── READING TEXT

Hyperparameters vs Parameters

The Core Distinction

Parameters:
  - Learned from data during training
  - The model's internal state that encodes what it has learned
  - Updated by gradient descent (or equivalent) to minimize loss
  - Examples: weights and biases in logistic regression, node splits in a tree

Hyperparameters:
  - Set BEFORE training begins
  - Control the training process or model structure
  - NOT updated by gradient descent
  - Optimized by a separate loop: train → evaluate → adjust → repeat
  - Examples: learning rate, C in logistic regression, max_depth in a tree

Concrete Examples

Python

from sklearn.linear_model import LogisticRegression
from sklearn.tree import DecisionTreeClassifier
from sklearn.ensemble import RandomForestClassifier, GradientBoostingClassifier

# LOGISTIC REGRESSION
# Parameters:    coef_ (weights for each feature), intercept_
# Hyperparameters: C (regularization), penalty (L1/L2), solver, max_iter

lr = LogisticRegression(
    C=0.1,           # ← HYPERPARAMETER: regularization strength
    penalty="l2",    # ← HYPERPARAMETER: regularization type
    max_iter=1000,   # ← HYPERPARAMETER: training budget
)
lr.fit(X_train, y_train)

print("Parameters (learned):")
print(f"  coef_:      {lr.coef_[0][:5]}...")   # → weights for each feature
print(f"  intercept_: {lr.intercept_}")

print("\nHyperparameters (set before training):")
print(f"  C={lr.C}, penalty={lr.penalty}")

Python

# DECISION TREE
# Parameters:    threshold values at each split, feature indices, leaf values
# Hyperparameters: max_depth, min_samples_leaf, min_samples_split, criterion

dt = DecisionTreeClassifier(
    max_depth=5,           # ← HYPERPARAMETER
    min_samples_leaf=10,   # ← HYPERPARAMETER
    criterion="gini",      # ← HYPERPARAMETER
)
dt.fit(X_train, y_train)

print("Parameters (learned):")
print(f"  n_leaves: {dt.get_n_leaves()}")
print(f"  tree depth: {dt.get_depth()}")
print(f"  feature_importances_: {dt.feature_importances_[:5]}")

print("Hyperparameters:")
print(f"  max_depth={dt.max_depth}, min_samples_leaf={dt.min_samples_leaf}")

Python

# RANDOM FOREST
# Parameters:    each individual tree's internal state (splits and thresholds)

────
── DATASET CONTENT

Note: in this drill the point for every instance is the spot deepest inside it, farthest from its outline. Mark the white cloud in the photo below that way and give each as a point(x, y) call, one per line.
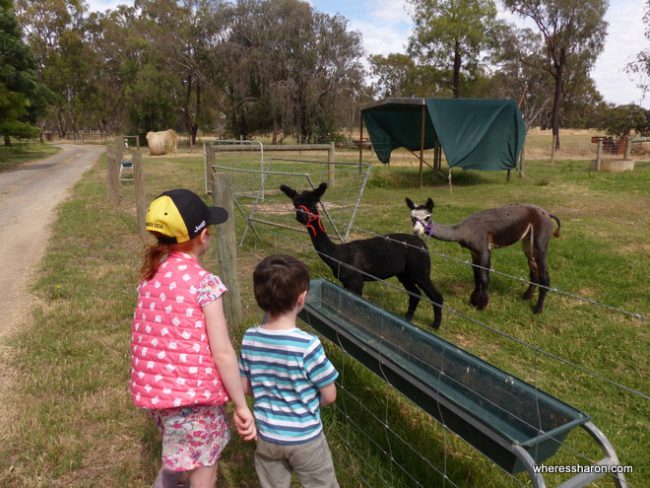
point(103, 5)
point(625, 38)
point(387, 24)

────

WHAT TO DO |
Answer these from the text on hyperparameters versus parameters:
1. According to the text, what updates parameters during training?
2. What value does the logistic regression code give to C?
3. Which criterion does the decision tree code set?

PROBLEM SOLUTION |
1. Gradient descent (or equivalent), to minimize loss.
2. 0.1
3. "gini"